(Dataset excerpts on object pointing)
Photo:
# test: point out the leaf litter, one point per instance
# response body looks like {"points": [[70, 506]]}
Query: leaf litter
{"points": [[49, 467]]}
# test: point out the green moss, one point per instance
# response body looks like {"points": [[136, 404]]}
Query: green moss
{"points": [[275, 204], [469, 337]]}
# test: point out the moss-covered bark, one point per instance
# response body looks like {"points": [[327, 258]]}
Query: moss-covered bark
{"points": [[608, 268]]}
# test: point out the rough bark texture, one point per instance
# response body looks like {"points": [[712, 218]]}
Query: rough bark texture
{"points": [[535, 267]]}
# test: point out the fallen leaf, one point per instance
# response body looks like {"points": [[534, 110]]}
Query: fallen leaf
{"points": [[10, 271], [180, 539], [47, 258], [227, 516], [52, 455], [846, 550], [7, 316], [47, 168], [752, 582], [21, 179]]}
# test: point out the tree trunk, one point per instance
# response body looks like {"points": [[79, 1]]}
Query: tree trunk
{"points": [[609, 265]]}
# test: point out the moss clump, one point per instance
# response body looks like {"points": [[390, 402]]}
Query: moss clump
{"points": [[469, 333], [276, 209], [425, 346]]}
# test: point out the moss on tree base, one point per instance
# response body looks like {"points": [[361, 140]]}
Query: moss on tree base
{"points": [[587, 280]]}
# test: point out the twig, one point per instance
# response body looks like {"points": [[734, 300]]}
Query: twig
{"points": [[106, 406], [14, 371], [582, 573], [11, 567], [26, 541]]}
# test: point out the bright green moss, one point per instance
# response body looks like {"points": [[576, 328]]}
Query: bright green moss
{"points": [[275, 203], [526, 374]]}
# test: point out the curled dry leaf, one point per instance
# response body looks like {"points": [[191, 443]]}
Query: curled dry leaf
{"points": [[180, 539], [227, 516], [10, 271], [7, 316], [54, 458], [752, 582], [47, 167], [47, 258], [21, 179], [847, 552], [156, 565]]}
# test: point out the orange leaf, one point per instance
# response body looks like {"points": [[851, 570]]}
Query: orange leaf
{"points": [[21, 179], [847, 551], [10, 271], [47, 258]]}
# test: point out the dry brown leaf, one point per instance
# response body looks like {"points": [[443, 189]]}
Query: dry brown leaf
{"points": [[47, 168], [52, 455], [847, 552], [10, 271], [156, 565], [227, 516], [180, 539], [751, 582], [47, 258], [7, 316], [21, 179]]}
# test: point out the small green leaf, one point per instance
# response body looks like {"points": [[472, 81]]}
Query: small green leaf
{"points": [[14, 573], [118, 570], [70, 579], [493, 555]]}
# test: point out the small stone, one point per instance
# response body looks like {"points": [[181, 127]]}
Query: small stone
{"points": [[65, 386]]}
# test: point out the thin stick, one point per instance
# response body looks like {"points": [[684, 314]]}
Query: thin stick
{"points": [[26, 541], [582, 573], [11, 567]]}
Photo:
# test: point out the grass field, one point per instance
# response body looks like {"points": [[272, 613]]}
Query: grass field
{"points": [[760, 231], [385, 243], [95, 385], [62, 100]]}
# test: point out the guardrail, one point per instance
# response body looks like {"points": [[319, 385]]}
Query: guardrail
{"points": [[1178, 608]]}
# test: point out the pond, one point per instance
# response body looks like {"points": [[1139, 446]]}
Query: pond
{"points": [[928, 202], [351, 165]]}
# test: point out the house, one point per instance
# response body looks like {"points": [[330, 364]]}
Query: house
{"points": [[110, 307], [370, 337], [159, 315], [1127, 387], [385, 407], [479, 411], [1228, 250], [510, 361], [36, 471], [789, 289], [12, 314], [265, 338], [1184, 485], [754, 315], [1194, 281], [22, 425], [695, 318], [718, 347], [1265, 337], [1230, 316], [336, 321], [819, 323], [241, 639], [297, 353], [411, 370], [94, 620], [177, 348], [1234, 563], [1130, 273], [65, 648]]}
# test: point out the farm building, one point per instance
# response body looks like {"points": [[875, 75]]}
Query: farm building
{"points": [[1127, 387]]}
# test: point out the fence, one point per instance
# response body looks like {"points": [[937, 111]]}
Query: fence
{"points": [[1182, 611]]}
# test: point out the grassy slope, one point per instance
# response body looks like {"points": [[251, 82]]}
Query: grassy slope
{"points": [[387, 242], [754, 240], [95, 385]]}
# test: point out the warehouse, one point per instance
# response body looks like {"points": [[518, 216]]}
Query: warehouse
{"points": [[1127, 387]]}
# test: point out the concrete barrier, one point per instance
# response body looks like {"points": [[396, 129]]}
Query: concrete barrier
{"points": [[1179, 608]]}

> **The problem**
Each record above should be repeated exactly as it appears.

> **Reply to the task**
Photo:
# test: point out the leaf litter, one point per instance
# response body looks like {"points": [[70, 506]]}
Query: leaf litter
{"points": [[49, 467]]}
# test: point out the green moss, one point per instance
# response body looks like {"points": [[136, 404]]}
Query: green moss
{"points": [[275, 204], [469, 337]]}
# test: point out the moss-covered bark, one point per instance
# response body looks like {"points": [[327, 258]]}
Query: moss-covered bark
{"points": [[608, 268]]}
# test: point out the rough bark texture, one point per instance
# response body looks like {"points": [[712, 218]]}
Query: rough bark texture
{"points": [[535, 267]]}
# test: point out the fallen leaf, one point per instance
# response body looks like {"points": [[534, 110]]}
Query: fallen leaf
{"points": [[10, 271], [180, 539], [47, 258], [227, 516], [52, 455], [846, 550], [7, 316], [47, 168], [752, 582], [21, 179]]}
# test: point out the tree trunk, one point per instance
# response body looks like {"points": [[79, 1]]}
Query: tree trunk
{"points": [[609, 265]]}
# test: point out the moss clump, one point per instance
# response body looks like {"points": [[390, 402]]}
Query: moss clump
{"points": [[469, 333], [276, 209], [425, 346]]}
# test: point out the moss on tree base, one point per instance
# response body looks like {"points": [[361, 140]]}
Query: moss on tree base
{"points": [[587, 280]]}
# test: point out the twig, one point per instance
# response body looks like {"points": [[734, 300]]}
Query: twig
{"points": [[106, 406], [14, 371], [582, 573], [11, 567], [26, 541]]}
# test: point out the bright green moss, one point per instance
# response body looks like {"points": [[576, 328]]}
Query: bright green moss
{"points": [[275, 203], [526, 374]]}
# test: point out the curled dry leaf, one point per instance
# response body looks like {"points": [[191, 443]]}
Query: curled dry leaf
{"points": [[180, 539], [227, 516], [10, 271], [7, 316], [54, 458], [752, 582], [47, 167], [47, 258], [21, 179], [847, 552], [156, 565]]}
# test: point out the orange leaf, one point per instance
# response body looks like {"points": [[851, 570]]}
Query: orange leaf
{"points": [[21, 179], [847, 551], [10, 271], [47, 258]]}
# test: point out the dry brown leaf, one point per instance
# response body looks like {"points": [[443, 189]]}
Query: dry brown leaf
{"points": [[47, 168], [52, 455], [847, 552], [10, 271], [156, 565], [227, 516], [180, 539], [751, 582], [47, 258], [7, 316], [21, 179]]}
# test: point out the small green leaf, one point per instance
# response body looks like {"points": [[472, 81]]}
Query: small green leaf
{"points": [[14, 573], [118, 570], [70, 579], [493, 555]]}
# test: point out the small stone, one point per instance
# response body looks like {"points": [[181, 127]]}
Query: small stone
{"points": [[65, 386]]}
# test: point out the thin stick, one point per instance
# response body looks like {"points": [[684, 314]]}
Query: thin stick
{"points": [[26, 541], [582, 573], [11, 567]]}
Photo:
# test: point out the grass field, one point per instance
# response body looks like {"points": [[272, 613]]}
Query: grass field
{"points": [[760, 231], [385, 243], [95, 385], [62, 100]]}
# test: point out the guardrail, one point per instance
# response body looks like {"points": [[319, 385]]}
Query: guardrail
{"points": [[1178, 608]]}
# test: point out the pond, one point per instance
# response body looks like {"points": [[1139, 446]]}
Query: pond
{"points": [[928, 202], [351, 165]]}
# test: point out the house, one point per instance
# response body looks like {"points": [[330, 364]]}
Query: house
{"points": [[110, 307], [370, 337], [159, 315], [1127, 387], [385, 407], [479, 411], [1228, 250], [510, 361], [36, 471], [789, 289], [12, 314], [265, 338], [1184, 485], [754, 315], [1194, 281], [22, 425], [695, 318], [718, 347], [1265, 337], [1230, 316], [336, 321], [819, 323], [241, 639], [297, 353], [411, 370], [94, 620], [177, 348], [1234, 563], [1130, 273], [65, 648]]}
# test: point out the farm building, one point per instance
# response body looks like {"points": [[875, 75]]}
Query: farm building
{"points": [[1127, 387]]}
# test: point out the fence, one point per instance
# response body looks like {"points": [[937, 111]]}
Query: fence
{"points": [[1182, 611]]}
# test: point out the grassy slope, one point per instance
# response body looks like {"points": [[251, 82]]}
Query: grassy slope
{"points": [[387, 242], [754, 240], [95, 385]]}
# test: point out the warehouse, one point per instance
# response body looks like {"points": [[518, 216]]}
Query: warehouse
{"points": [[1127, 387]]}
# test: point out the concrete barrier, one point per instance
# response body looks like {"points": [[396, 129]]}
Query: concrete barrier
{"points": [[1179, 608]]}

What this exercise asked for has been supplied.